Written exercise:
Reproduce, word for word, the rows below from the line with "tagged: forest canopy" to the line with "top-left (31, 11), bottom-right (649, 667)", including both of those lines.

####

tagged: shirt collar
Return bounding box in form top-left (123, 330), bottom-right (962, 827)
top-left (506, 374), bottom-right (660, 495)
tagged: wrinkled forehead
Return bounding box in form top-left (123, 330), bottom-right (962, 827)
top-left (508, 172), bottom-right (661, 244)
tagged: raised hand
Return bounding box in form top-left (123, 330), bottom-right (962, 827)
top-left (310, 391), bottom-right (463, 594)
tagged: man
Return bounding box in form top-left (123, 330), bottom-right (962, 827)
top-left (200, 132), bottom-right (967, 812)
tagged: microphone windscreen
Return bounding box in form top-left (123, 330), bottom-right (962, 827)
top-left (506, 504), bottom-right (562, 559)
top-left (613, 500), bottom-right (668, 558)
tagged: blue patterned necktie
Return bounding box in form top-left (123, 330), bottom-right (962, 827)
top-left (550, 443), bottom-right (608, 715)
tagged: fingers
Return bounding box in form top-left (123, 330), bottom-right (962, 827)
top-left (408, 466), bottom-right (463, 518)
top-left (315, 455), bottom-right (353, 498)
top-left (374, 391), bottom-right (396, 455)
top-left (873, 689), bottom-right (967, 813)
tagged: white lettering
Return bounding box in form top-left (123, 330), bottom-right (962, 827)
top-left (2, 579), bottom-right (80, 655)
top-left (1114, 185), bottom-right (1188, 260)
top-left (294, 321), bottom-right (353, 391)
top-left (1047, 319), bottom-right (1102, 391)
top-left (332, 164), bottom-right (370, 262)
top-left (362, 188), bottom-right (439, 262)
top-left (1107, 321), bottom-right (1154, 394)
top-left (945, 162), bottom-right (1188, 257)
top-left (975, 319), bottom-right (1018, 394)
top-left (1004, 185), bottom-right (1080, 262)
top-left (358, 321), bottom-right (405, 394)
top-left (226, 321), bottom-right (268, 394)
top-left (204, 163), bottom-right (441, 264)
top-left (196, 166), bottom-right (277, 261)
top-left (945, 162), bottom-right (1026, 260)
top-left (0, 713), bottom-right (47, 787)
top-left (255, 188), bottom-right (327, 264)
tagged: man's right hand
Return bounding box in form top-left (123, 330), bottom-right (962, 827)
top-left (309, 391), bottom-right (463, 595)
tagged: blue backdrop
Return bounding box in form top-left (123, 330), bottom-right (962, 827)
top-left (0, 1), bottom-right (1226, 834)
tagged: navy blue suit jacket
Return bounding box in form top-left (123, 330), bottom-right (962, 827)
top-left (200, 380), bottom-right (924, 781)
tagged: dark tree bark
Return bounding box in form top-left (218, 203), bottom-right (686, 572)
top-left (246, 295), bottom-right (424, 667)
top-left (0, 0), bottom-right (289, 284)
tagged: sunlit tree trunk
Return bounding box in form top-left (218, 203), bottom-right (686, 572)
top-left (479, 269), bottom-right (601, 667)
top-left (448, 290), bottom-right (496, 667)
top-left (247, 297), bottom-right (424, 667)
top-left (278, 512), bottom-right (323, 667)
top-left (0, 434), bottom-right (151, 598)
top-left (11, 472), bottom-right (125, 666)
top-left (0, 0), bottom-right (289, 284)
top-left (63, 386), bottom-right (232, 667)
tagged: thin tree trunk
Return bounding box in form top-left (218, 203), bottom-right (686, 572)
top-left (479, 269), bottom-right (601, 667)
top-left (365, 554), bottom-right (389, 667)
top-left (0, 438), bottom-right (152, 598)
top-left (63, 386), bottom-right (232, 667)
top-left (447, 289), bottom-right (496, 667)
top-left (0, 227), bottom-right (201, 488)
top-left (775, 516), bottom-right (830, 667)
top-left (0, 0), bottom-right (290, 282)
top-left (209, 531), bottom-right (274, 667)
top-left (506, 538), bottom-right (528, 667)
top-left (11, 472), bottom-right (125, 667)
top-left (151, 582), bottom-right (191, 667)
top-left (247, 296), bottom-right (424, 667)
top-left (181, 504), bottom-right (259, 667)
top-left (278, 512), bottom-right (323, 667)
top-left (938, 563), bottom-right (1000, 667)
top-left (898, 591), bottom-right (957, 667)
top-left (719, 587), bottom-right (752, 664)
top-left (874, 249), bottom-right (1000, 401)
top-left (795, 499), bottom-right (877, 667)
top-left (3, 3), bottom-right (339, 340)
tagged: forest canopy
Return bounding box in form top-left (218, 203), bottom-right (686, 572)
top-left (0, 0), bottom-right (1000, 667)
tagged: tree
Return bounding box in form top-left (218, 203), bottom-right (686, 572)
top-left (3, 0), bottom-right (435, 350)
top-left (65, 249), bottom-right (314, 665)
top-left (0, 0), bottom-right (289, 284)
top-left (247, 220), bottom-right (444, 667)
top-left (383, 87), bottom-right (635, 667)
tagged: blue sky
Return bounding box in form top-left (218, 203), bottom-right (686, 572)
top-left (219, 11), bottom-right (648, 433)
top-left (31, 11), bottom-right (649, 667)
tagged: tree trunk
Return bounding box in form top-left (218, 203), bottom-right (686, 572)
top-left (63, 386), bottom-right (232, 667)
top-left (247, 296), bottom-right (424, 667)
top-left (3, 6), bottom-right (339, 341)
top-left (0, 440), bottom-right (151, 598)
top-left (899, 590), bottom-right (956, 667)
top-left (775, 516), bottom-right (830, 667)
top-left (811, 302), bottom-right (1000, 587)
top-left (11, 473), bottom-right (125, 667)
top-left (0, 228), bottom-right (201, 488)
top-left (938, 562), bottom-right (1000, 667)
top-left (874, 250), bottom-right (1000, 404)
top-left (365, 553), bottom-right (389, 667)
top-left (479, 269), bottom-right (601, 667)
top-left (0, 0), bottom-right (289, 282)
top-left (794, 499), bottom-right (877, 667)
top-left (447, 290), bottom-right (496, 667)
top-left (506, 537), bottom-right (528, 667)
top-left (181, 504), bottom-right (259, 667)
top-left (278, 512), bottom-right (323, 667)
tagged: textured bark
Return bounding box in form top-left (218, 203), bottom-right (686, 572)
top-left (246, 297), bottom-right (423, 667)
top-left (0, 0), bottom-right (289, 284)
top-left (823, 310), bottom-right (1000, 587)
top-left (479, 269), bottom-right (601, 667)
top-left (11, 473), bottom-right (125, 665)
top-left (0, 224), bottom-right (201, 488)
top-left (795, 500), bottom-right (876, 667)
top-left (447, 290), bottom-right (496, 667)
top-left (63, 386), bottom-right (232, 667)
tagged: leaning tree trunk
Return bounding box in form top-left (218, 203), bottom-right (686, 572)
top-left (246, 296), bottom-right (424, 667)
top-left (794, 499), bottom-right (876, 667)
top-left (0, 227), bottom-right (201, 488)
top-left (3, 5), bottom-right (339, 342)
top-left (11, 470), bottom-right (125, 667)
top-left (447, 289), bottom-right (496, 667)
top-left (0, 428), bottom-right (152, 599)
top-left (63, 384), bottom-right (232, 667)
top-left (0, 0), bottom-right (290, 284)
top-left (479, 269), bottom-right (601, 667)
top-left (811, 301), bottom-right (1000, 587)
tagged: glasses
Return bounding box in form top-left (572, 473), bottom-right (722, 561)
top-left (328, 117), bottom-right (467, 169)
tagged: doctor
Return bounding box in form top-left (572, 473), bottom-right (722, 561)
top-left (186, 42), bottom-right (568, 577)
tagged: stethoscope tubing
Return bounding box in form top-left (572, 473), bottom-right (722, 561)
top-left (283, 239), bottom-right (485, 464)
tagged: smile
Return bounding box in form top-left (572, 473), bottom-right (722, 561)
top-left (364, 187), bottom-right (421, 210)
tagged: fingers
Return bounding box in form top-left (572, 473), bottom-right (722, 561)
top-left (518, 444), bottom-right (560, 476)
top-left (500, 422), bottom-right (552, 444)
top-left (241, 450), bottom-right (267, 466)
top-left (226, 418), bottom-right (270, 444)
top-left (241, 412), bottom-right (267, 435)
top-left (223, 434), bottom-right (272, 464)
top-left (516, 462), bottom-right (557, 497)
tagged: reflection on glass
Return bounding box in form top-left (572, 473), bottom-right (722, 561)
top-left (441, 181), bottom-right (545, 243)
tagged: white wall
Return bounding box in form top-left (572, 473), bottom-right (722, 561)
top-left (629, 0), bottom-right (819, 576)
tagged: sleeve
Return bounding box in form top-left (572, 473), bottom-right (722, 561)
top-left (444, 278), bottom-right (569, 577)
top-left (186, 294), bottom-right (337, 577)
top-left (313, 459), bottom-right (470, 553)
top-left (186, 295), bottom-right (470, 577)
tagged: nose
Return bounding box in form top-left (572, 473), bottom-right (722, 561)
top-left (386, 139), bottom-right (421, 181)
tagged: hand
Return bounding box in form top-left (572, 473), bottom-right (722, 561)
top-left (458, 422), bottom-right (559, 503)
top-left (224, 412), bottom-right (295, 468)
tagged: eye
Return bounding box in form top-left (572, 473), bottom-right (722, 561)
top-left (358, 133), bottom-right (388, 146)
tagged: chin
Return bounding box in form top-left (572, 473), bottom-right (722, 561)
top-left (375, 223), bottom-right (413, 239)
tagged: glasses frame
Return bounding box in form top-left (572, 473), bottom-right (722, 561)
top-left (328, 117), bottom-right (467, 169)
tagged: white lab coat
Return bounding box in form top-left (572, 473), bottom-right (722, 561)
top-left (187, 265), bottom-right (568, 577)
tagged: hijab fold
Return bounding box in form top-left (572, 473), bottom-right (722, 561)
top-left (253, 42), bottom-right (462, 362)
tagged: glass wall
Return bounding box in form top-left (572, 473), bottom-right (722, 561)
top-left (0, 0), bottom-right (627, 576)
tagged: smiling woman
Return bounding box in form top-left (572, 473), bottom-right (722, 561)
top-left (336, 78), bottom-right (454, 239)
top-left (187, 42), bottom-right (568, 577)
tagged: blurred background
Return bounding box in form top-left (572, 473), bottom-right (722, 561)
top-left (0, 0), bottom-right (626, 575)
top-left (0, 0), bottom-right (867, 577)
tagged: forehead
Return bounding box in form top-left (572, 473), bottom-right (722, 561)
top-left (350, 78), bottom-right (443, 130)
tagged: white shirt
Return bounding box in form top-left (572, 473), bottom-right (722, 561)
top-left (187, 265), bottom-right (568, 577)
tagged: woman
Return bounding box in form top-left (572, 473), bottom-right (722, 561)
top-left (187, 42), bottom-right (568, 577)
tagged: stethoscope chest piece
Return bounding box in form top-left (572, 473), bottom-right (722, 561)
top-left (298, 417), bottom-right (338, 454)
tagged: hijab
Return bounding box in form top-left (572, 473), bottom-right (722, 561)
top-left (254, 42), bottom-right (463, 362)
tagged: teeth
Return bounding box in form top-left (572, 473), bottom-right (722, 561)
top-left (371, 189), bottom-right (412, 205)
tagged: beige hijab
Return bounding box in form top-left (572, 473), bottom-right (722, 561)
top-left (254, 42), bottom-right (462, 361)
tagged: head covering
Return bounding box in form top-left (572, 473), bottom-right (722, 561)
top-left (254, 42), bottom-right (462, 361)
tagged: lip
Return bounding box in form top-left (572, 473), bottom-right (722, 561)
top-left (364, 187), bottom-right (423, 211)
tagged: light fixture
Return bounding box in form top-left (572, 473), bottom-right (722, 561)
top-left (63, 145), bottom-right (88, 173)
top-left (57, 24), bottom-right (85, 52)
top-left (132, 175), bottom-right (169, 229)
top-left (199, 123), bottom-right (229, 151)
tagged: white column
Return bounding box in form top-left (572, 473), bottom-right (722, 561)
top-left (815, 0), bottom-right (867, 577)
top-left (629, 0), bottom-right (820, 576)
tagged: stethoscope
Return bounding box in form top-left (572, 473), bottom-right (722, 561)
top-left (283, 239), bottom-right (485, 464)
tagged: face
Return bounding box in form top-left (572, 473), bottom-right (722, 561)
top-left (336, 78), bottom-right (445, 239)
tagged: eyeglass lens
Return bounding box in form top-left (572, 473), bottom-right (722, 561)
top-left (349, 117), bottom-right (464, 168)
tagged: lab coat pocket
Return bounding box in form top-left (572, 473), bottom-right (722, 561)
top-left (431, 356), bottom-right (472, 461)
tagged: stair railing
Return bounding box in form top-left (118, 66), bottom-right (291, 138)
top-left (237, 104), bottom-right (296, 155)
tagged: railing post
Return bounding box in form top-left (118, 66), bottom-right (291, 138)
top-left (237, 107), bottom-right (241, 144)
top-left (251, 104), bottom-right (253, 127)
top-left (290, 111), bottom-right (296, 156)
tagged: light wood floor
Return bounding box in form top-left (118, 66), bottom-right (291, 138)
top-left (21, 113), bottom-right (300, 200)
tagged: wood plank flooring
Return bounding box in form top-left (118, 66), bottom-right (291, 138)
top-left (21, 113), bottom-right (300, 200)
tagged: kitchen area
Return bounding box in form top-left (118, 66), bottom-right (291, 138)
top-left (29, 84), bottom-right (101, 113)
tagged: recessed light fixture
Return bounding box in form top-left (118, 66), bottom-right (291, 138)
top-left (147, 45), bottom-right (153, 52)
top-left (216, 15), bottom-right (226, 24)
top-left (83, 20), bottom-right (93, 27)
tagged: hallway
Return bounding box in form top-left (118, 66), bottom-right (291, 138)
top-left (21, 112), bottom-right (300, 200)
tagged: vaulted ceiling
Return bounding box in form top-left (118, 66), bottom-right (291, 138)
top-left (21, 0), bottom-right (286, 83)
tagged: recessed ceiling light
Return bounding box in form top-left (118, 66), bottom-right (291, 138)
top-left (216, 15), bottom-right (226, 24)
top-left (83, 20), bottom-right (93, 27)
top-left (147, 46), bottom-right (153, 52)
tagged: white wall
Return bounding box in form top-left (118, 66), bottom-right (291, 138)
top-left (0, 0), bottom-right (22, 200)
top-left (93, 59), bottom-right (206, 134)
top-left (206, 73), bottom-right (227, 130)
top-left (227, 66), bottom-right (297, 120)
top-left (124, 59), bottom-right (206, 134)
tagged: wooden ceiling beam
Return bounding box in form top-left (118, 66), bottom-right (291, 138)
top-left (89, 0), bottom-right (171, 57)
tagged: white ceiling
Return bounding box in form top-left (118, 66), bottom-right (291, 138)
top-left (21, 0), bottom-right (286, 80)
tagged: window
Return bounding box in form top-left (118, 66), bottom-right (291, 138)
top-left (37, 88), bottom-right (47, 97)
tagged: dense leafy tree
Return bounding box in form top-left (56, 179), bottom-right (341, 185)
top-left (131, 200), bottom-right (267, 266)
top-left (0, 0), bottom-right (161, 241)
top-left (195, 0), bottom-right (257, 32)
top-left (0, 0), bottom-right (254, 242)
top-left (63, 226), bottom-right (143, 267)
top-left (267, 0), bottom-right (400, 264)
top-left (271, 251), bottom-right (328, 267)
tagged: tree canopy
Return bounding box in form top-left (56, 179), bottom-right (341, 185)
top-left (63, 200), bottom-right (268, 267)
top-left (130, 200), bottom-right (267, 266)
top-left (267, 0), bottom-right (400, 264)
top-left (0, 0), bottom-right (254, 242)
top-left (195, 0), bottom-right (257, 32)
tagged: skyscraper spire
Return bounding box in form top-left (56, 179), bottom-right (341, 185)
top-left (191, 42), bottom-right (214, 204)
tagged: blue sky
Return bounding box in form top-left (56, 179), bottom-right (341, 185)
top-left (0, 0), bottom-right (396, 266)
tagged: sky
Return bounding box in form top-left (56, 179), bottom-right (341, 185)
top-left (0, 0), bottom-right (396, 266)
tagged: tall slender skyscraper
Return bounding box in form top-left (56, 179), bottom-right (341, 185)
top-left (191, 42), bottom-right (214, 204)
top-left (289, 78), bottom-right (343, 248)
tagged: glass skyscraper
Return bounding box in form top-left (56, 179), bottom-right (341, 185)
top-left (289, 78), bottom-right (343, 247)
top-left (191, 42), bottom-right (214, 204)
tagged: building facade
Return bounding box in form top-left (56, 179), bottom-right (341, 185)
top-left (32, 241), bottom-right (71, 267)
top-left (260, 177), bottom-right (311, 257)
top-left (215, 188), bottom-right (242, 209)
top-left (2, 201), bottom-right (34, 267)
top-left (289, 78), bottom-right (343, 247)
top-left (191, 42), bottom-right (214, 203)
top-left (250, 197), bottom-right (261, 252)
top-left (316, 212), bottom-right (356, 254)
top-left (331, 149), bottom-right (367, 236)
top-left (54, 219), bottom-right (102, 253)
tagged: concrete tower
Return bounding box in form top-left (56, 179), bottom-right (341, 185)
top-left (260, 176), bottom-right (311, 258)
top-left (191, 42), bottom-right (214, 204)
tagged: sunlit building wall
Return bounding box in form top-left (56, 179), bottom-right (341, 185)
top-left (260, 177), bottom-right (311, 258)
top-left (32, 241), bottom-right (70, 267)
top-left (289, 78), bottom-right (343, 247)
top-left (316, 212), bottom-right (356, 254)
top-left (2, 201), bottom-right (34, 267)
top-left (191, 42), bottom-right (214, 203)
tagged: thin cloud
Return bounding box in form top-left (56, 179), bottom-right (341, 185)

####

Output:
tagged: forest canopy
Return bounding box in form top-left (218, 203), bottom-right (686, 572)
top-left (0, 0), bottom-right (1000, 667)
tagged: tree
Return bounding box in form top-left (218, 203), bottom-right (686, 572)
top-left (3, 0), bottom-right (435, 350)
top-left (65, 249), bottom-right (314, 665)
top-left (0, 0), bottom-right (289, 284)
top-left (247, 220), bottom-right (444, 667)
top-left (383, 87), bottom-right (635, 667)
tagged: blue sky
Return bounding box in form top-left (218, 203), bottom-right (686, 572)
top-left (219, 11), bottom-right (648, 433)
top-left (31, 11), bottom-right (649, 667)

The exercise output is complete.